Task brief :: Could you set out every line of the material below as a numbered list, leaving out any blank lines?

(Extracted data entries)
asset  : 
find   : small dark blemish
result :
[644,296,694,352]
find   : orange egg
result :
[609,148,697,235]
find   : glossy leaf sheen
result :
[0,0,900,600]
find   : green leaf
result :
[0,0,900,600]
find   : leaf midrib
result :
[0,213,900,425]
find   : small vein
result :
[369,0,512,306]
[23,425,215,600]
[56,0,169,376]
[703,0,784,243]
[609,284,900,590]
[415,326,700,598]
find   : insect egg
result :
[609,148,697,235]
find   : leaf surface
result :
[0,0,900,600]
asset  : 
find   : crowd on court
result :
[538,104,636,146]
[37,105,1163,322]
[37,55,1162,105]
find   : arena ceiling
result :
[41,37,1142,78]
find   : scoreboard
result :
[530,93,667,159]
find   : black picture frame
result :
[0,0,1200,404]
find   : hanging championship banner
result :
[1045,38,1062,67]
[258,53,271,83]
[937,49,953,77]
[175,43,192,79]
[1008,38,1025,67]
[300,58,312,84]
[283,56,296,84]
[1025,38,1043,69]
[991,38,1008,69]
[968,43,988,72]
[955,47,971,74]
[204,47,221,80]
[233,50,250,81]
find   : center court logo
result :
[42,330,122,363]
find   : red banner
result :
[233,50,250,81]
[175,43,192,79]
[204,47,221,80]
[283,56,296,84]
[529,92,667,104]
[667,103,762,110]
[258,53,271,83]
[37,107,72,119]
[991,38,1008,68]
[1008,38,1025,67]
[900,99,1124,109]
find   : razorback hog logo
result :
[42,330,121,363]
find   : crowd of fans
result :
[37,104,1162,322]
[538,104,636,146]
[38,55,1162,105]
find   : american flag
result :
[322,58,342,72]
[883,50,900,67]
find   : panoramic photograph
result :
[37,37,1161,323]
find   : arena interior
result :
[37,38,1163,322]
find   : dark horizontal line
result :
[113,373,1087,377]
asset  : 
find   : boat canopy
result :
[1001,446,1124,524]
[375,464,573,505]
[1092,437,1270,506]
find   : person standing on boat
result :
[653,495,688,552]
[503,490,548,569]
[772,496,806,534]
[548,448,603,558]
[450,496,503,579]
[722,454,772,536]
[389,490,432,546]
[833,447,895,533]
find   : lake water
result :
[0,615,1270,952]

Correct result ::
1. asset  : 
2. find   : small dark blemish
3. result :
4. [644,296,694,352]
5. find   : orange egg
6. result :
7. [609,148,697,235]
8. find   : glossy leaf sheen
9. result :
10. [0,0,900,600]
11. find   : green leaf
12. result :
13. [0,0,900,600]
14. find   : leaf midrib
15. result :
16. [0,213,900,425]
17. find   : small vein
18. result :
19. [369,0,512,306]
20. [23,425,215,600]
21. [56,0,169,376]
22. [703,0,784,243]
23. [609,284,900,590]
24. [415,326,700,598]
25. find   : insect egg
26. result :
27. [609,148,697,235]
28. find   : leaf surface
29. result :
30. [0,0,900,600]
31. asset  : 
32. find   : crowd on court
33. result :
34. [538,104,636,146]
35. [37,105,1163,322]
36. [37,55,1162,105]
37. find   : arena ceiling
38. result :
39. [41,37,1142,78]
40. find   : scoreboard
41. result :
42. [530,93,667,159]
43. find   : black picture frame
44. result :
45. [0,0,1200,404]
46. find   : hanging championship banner
47. result :
48. [1045,38,1062,67]
49. [258,53,271,83]
50. [937,49,953,77]
51. [175,43,192,79]
52. [1008,38,1025,67]
53. [300,58,312,84]
54. [283,56,296,84]
55. [1025,38,1043,69]
56. [991,38,1008,69]
57. [968,43,988,72]
58. [955,47,971,74]
59. [204,47,221,80]
60. [233,50,250,81]
61. find   : center court logo
62. result :
63. [42,330,122,363]
64. find   : red banner
65. result :
66. [233,50,250,81]
67. [175,43,192,79]
68. [204,47,221,80]
69. [283,56,296,84]
70. [529,92,667,104]
71. [667,103,762,110]
72. [258,53,271,83]
73. [37,107,72,119]
74. [991,38,1008,68]
75. [1008,38,1025,67]
76. [900,99,1124,109]
77. find   : razorback hog logo
78. result :
79. [42,330,121,363]
80. find   : crowd of fans
81. result :
82. [37,104,1162,322]
83. [538,104,636,146]
84. [38,55,1162,105]
85. find   : american flag
86. result :
87. [322,58,342,72]
88. [883,50,900,67]
89. find   : panoramic photograph
90. result :
91. [37,37,1161,323]
92. find   : arena interior
93. result :
94. [37,38,1163,322]
95. find   : dark horizontal line
96. result :
97. [113,373,1087,377]
98. asset  : 
99. find   : boat canopy
100. result :
101. [1001,446,1124,524]
102. [375,464,573,505]
103. [1092,437,1270,506]
104. find   : person standing on boat
105. result :
106. [653,495,688,552]
107. [503,490,548,569]
108. [772,496,806,534]
109. [548,448,603,558]
110. [450,496,503,579]
111. [722,454,772,536]
112. [389,490,432,546]
113. [833,447,895,533]
114. find   : lake water
115. result :
116. [0,615,1270,952]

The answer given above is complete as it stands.